### Exercise
Copy every row below word for word, leaving the pictures out of your answer.
────
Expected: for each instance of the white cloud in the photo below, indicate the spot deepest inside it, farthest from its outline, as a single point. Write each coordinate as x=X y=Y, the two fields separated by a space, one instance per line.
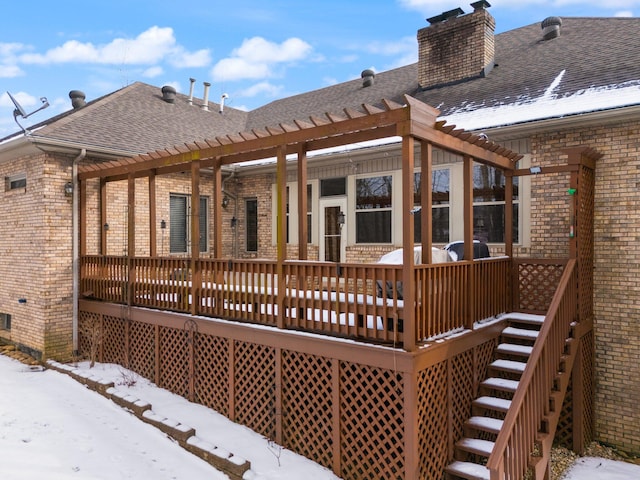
x=150 y=47
x=153 y=72
x=10 y=71
x=256 y=58
x=262 y=88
────
### Output below
Expected: for each instance of the white cloud in the photo below, indicate the spot deepest inside it, farthest from its outline, as a single point. Write each coordinate as x=X y=Y, the two fields separated by a space, one instance per line.
x=150 y=47
x=153 y=72
x=10 y=71
x=256 y=58
x=262 y=88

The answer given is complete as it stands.